◆ SHORT EXERCISE ◆
Transcribe, word for word, the line containing "white car, then" and each line following it through the end of the listing below. Omit all other lines.
== LISTED RECORDS ==
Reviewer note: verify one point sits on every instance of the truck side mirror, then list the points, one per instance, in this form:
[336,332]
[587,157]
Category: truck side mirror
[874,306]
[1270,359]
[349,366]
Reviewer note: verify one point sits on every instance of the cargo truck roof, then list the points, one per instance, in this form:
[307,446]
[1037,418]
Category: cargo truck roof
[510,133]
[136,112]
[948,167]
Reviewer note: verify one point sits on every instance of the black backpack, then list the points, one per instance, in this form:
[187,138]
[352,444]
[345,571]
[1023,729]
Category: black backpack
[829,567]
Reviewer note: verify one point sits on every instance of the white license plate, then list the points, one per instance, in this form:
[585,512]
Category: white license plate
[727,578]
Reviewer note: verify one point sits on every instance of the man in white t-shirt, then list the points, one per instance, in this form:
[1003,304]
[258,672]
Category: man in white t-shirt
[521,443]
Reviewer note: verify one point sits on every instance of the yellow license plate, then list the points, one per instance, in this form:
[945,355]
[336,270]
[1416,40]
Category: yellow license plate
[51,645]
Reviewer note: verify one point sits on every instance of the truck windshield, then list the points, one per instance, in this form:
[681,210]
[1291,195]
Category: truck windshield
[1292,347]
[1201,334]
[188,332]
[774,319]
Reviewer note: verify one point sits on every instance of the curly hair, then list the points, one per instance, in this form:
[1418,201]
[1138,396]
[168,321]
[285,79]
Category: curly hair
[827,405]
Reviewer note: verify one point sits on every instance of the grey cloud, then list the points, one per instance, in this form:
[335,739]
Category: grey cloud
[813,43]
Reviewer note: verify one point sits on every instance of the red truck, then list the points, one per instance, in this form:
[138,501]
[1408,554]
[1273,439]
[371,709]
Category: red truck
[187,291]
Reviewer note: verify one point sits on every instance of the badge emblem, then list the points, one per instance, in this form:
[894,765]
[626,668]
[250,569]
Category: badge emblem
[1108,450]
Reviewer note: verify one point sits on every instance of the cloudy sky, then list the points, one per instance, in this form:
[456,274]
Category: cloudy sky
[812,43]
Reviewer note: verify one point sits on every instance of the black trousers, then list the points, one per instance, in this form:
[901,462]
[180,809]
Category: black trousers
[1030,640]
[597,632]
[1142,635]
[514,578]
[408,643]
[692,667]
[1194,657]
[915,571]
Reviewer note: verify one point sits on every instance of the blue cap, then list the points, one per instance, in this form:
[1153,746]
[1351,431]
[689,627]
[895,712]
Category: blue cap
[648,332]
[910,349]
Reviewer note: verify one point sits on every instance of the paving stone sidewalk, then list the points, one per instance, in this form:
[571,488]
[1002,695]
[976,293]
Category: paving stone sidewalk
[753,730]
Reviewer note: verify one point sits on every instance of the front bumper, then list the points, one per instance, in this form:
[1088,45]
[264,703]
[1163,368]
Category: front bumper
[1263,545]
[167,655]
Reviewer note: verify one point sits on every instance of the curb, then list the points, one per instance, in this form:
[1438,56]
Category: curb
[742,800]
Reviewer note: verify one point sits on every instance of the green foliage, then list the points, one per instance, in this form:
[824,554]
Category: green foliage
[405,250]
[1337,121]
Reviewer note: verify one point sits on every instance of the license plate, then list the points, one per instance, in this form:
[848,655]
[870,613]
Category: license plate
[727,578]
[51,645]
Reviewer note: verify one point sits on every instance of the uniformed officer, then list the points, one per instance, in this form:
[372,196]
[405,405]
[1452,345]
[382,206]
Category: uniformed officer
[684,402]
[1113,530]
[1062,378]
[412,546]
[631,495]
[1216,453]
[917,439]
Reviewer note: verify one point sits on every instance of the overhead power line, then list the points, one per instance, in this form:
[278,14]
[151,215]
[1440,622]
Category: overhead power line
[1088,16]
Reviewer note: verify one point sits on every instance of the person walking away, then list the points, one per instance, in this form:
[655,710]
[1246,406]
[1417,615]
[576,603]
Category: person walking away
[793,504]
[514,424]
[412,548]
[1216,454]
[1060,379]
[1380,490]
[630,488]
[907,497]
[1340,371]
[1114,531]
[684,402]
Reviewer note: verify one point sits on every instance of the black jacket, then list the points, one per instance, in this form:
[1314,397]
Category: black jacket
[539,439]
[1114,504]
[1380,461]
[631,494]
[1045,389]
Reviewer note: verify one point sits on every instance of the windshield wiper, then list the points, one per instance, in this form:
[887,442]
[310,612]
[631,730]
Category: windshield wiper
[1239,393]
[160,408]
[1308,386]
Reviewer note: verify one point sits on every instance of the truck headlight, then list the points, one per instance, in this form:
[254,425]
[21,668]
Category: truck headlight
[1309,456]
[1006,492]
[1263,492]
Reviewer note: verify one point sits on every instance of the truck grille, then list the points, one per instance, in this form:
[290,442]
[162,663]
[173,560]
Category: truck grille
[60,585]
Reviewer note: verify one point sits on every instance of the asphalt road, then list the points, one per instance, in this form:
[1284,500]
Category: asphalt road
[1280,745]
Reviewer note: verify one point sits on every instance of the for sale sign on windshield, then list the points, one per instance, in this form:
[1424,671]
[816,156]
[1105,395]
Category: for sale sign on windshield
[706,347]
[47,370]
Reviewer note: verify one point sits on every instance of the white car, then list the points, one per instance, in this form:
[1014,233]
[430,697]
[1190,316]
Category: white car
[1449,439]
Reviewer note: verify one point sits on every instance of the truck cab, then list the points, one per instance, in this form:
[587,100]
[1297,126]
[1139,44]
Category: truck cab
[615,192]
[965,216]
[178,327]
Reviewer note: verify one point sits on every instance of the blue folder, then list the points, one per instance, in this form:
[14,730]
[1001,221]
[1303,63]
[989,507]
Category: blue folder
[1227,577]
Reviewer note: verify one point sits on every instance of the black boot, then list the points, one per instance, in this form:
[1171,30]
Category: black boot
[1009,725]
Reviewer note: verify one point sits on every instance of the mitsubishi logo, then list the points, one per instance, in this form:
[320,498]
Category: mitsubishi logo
===
◆ WRITTEN ANSWER ◆
Reviewer note: verify one point sits on every instance of the white car, then list the points, one per instance, in this form:
[1014,233]
[430,697]
[1190,316]
Category: white car
[1449,439]
Reviewer note: verify one point sits on every instance of the truck cab, then list the points, one per instance, in this form:
[587,100]
[1297,126]
[1139,44]
Category: truck cab
[615,192]
[965,216]
[178,327]
Reviewer note: verify one point sits on every instance of the blue folder, then list the points, one per instance, in this form:
[14,730]
[1001,221]
[1303,63]
[989,507]
Category: blue folder
[1227,577]
Reviewer note: verify one point sits on every instance of the black boot, then list the points, one per instance, in this form:
[1171,30]
Category: black boot
[1009,725]
Reviewer note: verify one point sits on every instance of the mitsubishi logo, then list the points, one per instance, in this form:
[320,498]
Category: mitsubishi logo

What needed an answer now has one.